[Material provided — start]

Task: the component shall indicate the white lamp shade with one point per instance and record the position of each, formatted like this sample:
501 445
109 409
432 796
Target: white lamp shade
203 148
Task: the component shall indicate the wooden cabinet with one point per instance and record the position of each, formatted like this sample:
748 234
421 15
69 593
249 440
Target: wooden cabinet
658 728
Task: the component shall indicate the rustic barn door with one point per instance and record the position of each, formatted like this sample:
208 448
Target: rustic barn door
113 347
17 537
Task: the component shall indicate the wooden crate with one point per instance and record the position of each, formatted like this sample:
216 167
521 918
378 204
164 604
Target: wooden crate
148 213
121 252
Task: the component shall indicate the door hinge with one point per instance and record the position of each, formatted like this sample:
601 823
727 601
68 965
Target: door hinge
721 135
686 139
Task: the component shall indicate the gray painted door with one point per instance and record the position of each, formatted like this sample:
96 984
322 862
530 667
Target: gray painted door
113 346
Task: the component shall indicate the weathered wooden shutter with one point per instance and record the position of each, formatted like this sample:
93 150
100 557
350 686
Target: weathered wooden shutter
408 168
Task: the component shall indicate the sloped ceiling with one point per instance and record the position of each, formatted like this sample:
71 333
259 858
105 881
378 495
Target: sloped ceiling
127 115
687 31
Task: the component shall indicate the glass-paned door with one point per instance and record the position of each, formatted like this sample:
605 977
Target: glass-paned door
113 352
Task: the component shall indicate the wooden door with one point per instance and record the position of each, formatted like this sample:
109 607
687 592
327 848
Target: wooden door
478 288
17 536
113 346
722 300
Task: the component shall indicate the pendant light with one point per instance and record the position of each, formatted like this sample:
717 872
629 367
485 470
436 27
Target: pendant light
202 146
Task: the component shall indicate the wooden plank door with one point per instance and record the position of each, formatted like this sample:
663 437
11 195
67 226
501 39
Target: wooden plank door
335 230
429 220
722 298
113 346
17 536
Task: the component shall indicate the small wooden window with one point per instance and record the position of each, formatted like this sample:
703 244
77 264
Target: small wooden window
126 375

[Material provided — finish]

■ Task item
Transcribe the records exactly as given.

■ Solution
Task: the component shall indicate the white lamp shade with one point per instance and record the position of each, formatted like this sample:
501 445
109 409
432 796
Target: white lamp shade
203 148
Task: the component shall indicate the wooden cabinet with one point per instance and record the position of each, formatted like this sample:
748 234
421 15
69 593
249 440
Target: wooden cabinet
658 728
Task: the component shall indicate the rustic barn door with one point per instance and record the position of each, formatted like this sample:
208 448
Target: rustic barn door
113 347
17 537
Task: the component shall indicate the wooden crate with one point per instance and record the position of each, formatted like this sample:
216 167
521 918
378 204
164 604
Target: wooden crate
148 213
121 252
Task: the component shall indicate the door hinge with one point per instance and record the position of each, formatted like this sample:
601 823
727 601
68 965
Target: door hinge
721 135
686 139
Task: the component shall indicate the gray painted door with one point per instance and record the position of each, formatted like this sample:
96 984
322 862
530 667
Target: gray painted door
113 346
Task: the component shall indicate the weathered wooden shutter with one point per instance and record the position of each, formatted like this sample:
93 150
100 557
350 686
Target: weathered wooden shutter
408 168
Task: the component shall indicate the sloped ceiling with one point per instance and record the position of each, formatted like this sample:
71 333
259 858
105 881
378 495
Target: sloped ceiling
127 115
687 31
Task: the component shall indicate the glass-paned door with one point per instance and record the position of each, formatted like this sample:
605 977
Target: glass-paned door
113 352
Task: the component shall indicate the wooden door with one point per instance and record the position of each, formatted like this sample:
109 607
687 592
327 848
Target: wooden door
478 288
17 536
113 346
722 300
Task: the component shall indicate the pendant light with one point per instance and record the position of each, formatted like this sample:
717 872
629 367
485 470
436 27
Target: pendant light
202 146
Task: the component shall indicate the wooden plank door with one point per instance and record the position of each, formatted like this sample:
663 437
11 195
67 226
501 39
Target: wooden plank door
335 230
429 220
722 298
113 346
17 536
Task: the component shall indicate the small wooden window with one point per instance and record the position of each, formatted like this sample:
703 244
77 264
Target: small wooden window
126 375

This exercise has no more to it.